Extract to read

______

Detection of Superoxide

Hydroethidine (Molecular Probes, Eugene, OR, USA), an oxidative fluorescent dye, was used to evaluate in situ levels of superoxide (O2) in epineurial vessels as described previously [2527]. This method provides sensitive detection of O2. Vessel segments from 24-week-old lean rats and untreated and treated ZDF rats were processed and imaged in parallel. The labelled vessels derived from these studies were visualized with a Zeiss LSM 510 laser scanning confocal microscope using 40× objectives. Laser settings were identical for acquisition of all images. Superoxide levels using the aorta were also measured by lucigenin-enhanced chemiluminescence as described previously [30]. Relative light units (RLUs) were measured using a Zylux FB12 luminometre. Background activity was determined and subtracted, and RLU was normalized to surface area.

Immunohistochemistry for NEP

We analysed for NEP by immunohistochemical staining 10-μm sections of epineurial arterioles. We generally followed the methods described previously [13]. Epineurial arterioles were collected as described above with minimal preparation, embedded in Tissue-Tek O.C.T. compound (Sakura Finetek, Torrance, CA, USA) and sectioned. These sections were then incubated with the primary antibody 40 μg/ml [anti-CD-10 rabbit polyclonal immunoglobulin G (IgG) (Santa Cruz Biotechnology, Santa Cruz, CA, USA)] for 16 h in 0.01-M phosphate-buffered saline containing 0.1% bovine serum albumin and 0.1% triton-X 100. The sections were washed and then incubated with the secondary antibody Alexa Fluor-546-conjugated IgG in buffer for 2 h (Molecular Probes). Following this incubation, vessels were washed with 0.01 M phosphate-buffered saline, water and mounted with VectorShield. The sections were then visualized using an Olympus IX71 inverted research microscope. For a negative control, the incubation step with the primary antibody was omitted. Optimal settings for the microscope and exposure was determined and left constant for recording of all the samples. Pixel intensity for NEP immunostaining was determined for each vessel segment and averaged for each condition.

Additional Biological Parameters

ACE activity in the serum was quantitated using a colorimetric assay kit from ALPCO diagnostics and the data presented as mU/ml serum [27]. One unit of ACE activity is defined as the amount of enzyme required to release 1 μmol of hippuric acid per minute and per litre of serum at 37 °C (Windham, NH, USA). Serum thiobarbituric acid reactive substance (TBARS) was determined as previously described [2527]. Conjugated diene levels in liver were determined by measuring the absorbance at 233 nm with extraction blanks used as references [3]. An extinction coefficient of 2.52 × 104 M was used to determine the amount of conjugated diene present. The data was reported as μmol/mg wet weight.

______

Record set
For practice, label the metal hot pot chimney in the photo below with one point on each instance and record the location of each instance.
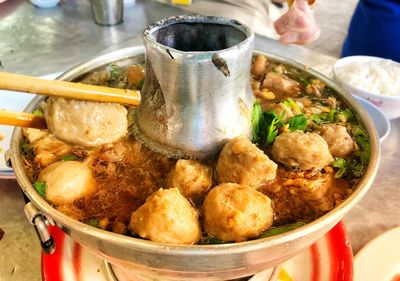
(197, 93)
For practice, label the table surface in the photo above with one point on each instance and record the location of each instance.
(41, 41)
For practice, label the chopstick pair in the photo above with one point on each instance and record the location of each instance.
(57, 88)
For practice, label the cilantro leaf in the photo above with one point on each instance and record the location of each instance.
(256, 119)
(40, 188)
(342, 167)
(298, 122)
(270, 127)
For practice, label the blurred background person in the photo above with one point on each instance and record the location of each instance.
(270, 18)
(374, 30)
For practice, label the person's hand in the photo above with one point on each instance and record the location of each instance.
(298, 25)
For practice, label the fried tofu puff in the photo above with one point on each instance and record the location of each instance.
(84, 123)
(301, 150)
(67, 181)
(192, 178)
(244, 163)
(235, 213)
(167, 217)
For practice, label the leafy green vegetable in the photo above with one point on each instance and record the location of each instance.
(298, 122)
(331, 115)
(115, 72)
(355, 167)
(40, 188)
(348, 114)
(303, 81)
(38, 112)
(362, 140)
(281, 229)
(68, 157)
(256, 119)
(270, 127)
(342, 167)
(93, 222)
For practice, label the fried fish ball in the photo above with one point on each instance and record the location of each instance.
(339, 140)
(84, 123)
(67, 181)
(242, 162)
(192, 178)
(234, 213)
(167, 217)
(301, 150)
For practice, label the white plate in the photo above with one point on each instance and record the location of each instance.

______

Goal of the exercise
Reproduce the methods passage above between "Detection of Superoxide" and "to surface area.", inclusive, without any changes.

Answer to this problem
Detection of Superoxide

Hydroethidine (Molecular Probes, Eugene, OR, USA), an oxidative fluorescent dye, was used to evaluate in situ levels of superoxide (O2) in epineurial vessels as described previously [2527]. This method provides sensitive detection of O2. Vessel segments from 24-week-old lean rats and untreated and treated ZDF rats were processed and imaged in parallel. The labelled vessels derived from these studies were visualized with a Zeiss LSM 510 laser scanning confocal microscope using 40× objectives. Laser settings were identical for acquisition of all images. Superoxide levels using the aorta were also measured by lucigenin-enhanced chemiluminescence as described previously [30]. Relative light units (RLUs) were measured using a Zylux FB12 luminometre. Background activity was determined and subtracted, and RLU was normalized to surface area.